- **Assigned task**: Your answer should hold only the lines from the one with "ok lemme think... I need the box for the green grass" through the end of the listing below, each retyped exactly.

----

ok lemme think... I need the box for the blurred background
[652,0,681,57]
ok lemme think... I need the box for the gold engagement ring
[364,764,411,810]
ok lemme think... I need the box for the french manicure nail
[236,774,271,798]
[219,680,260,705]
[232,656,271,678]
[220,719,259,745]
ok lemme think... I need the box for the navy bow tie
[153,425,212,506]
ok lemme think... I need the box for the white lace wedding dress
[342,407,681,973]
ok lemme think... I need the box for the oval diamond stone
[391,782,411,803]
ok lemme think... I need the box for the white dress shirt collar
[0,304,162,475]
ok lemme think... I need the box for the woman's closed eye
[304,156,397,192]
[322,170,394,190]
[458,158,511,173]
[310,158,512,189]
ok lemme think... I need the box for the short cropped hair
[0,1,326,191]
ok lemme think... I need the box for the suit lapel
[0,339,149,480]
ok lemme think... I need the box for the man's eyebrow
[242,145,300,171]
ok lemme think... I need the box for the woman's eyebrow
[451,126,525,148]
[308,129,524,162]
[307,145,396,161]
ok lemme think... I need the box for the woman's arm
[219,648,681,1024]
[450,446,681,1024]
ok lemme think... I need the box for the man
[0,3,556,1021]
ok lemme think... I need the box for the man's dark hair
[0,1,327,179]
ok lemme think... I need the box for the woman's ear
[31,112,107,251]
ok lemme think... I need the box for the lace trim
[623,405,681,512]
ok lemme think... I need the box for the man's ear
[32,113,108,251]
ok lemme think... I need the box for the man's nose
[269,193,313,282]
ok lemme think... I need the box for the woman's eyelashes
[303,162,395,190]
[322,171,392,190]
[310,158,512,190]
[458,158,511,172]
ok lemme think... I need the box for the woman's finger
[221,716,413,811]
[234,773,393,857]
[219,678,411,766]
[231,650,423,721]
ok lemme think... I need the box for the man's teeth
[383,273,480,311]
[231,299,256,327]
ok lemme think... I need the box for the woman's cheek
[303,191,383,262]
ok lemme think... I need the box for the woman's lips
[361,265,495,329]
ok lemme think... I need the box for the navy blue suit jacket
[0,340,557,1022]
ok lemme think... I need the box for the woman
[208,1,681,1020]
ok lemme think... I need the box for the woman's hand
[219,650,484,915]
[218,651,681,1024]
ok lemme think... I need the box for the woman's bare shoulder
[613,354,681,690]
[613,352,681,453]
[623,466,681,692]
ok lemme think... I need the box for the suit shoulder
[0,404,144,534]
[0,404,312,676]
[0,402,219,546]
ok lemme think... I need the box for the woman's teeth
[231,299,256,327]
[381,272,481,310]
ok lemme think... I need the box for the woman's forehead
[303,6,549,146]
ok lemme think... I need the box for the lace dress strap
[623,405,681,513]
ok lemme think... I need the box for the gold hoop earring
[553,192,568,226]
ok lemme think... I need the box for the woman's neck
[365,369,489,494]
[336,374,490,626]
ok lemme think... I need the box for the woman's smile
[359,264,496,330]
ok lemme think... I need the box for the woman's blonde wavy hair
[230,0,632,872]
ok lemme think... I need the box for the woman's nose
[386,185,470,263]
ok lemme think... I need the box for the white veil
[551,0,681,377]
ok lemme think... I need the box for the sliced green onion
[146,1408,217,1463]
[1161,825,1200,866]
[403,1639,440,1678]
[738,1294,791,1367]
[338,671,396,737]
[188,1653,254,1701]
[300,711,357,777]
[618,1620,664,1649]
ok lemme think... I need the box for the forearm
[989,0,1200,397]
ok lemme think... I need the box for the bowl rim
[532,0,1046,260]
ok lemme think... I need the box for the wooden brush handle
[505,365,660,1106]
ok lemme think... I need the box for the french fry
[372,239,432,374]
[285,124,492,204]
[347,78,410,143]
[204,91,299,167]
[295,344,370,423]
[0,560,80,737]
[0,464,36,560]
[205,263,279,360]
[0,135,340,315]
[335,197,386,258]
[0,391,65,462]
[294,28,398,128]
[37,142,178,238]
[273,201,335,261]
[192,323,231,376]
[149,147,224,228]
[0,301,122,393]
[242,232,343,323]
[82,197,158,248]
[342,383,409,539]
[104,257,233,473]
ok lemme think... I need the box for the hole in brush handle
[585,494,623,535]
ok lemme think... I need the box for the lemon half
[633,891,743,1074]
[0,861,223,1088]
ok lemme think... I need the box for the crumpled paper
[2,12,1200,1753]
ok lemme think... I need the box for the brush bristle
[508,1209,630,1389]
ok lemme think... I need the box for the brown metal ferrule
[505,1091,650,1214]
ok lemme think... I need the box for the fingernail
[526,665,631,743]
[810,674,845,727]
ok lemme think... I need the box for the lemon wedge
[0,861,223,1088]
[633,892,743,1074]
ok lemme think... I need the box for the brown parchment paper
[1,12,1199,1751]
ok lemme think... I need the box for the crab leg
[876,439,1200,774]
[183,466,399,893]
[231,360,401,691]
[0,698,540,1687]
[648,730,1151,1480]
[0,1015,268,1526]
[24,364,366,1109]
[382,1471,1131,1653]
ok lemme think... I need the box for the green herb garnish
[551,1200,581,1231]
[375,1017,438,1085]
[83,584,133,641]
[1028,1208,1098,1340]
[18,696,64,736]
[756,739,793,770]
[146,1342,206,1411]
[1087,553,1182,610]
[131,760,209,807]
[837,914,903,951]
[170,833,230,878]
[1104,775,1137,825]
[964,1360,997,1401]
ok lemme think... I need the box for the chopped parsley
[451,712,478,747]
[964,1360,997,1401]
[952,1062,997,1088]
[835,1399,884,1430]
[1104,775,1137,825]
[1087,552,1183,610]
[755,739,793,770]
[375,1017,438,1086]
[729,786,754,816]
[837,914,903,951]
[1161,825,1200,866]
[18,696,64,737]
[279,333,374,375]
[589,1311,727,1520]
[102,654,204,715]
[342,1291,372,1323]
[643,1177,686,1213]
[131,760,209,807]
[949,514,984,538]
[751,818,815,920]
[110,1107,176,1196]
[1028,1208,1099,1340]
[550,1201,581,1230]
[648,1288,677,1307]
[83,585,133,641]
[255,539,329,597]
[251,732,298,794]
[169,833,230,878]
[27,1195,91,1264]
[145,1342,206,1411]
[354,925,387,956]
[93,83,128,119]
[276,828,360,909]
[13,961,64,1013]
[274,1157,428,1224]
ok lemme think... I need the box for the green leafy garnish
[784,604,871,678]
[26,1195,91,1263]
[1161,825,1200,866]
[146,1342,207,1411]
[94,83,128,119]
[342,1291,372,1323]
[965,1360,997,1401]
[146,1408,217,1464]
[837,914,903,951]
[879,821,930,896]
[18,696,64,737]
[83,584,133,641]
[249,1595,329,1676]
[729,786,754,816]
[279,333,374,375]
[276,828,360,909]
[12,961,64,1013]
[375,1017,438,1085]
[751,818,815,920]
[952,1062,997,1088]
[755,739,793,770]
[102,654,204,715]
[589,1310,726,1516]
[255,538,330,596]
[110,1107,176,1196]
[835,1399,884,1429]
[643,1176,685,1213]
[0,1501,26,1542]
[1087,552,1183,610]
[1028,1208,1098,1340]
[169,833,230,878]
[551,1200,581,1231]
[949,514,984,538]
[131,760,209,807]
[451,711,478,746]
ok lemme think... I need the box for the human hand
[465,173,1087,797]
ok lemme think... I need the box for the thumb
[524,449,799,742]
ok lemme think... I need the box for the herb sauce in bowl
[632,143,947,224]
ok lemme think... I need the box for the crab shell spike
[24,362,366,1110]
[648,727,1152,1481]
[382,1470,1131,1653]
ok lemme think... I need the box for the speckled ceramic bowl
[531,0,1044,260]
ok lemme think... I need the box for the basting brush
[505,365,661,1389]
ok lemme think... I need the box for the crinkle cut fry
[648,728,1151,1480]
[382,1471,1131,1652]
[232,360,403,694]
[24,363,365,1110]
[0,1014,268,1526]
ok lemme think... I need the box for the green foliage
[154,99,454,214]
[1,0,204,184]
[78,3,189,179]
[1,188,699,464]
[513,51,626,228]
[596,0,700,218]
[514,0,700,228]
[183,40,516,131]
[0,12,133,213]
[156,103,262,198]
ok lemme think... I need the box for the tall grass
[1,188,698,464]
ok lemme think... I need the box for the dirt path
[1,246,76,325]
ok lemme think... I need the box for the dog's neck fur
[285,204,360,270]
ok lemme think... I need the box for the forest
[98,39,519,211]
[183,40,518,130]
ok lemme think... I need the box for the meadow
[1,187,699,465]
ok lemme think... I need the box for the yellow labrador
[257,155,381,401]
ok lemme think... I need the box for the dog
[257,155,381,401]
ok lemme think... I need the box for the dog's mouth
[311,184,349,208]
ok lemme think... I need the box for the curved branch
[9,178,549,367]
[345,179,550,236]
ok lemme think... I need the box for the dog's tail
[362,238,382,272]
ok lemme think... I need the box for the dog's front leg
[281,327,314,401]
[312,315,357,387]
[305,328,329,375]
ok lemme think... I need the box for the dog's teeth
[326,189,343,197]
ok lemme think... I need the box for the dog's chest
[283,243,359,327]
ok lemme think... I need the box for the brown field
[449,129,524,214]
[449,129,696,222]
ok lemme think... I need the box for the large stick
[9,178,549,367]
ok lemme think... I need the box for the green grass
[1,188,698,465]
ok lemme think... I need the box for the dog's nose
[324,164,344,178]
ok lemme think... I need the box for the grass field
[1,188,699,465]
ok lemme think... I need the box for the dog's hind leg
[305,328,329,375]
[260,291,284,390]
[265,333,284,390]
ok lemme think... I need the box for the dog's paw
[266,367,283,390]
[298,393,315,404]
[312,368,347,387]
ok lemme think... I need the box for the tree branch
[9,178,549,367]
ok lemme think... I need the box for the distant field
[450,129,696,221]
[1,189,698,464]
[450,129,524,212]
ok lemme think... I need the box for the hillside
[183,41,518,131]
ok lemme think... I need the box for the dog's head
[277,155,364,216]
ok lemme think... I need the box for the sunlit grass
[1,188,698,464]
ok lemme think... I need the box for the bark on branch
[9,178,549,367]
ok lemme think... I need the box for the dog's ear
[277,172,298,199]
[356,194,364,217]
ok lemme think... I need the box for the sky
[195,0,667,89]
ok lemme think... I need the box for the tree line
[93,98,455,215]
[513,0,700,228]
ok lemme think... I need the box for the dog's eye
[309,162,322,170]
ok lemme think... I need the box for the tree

----

- **Answer to the exercise**:
ok lemme think... I need the box for the green grass
[1,188,698,465]
ok lemme think... I need the box for the dog's nose
[324,164,344,178]
ok lemme think... I need the box for the grass field
[1,188,699,465]
ok lemme think... I need the box for the dog's hind leg
[305,328,329,375]
[260,291,284,390]
[265,333,284,390]
ok lemme think... I need the box for the dog's paw
[266,367,283,390]
[298,393,315,404]
[312,368,347,387]
ok lemme think... I need the box for the tree branch
[9,178,549,367]
ok lemme think... I need the box for the distant field
[450,129,696,221]
[1,189,698,464]
[450,129,524,212]
ok lemme think... I need the box for the hillside
[183,41,518,131]
ok lemme think... I need the box for the dog's head
[277,155,364,216]
ok lemme think... I need the box for the sunlit grass
[1,188,698,464]
ok lemme think... I need the box for the bark on branch
[9,178,549,367]
ok lemme think... I need the box for the dog's ear
[277,172,298,199]
[356,194,364,217]
ok lemme think... I need the box for the sky
[195,0,667,89]
ok lemme think... I need the box for the tree line
[93,98,455,215]
[513,0,700,228]
ok lemme think... I need the box for the dog's eye
[309,162,322,170]
ok lemme think... I need the box for the tree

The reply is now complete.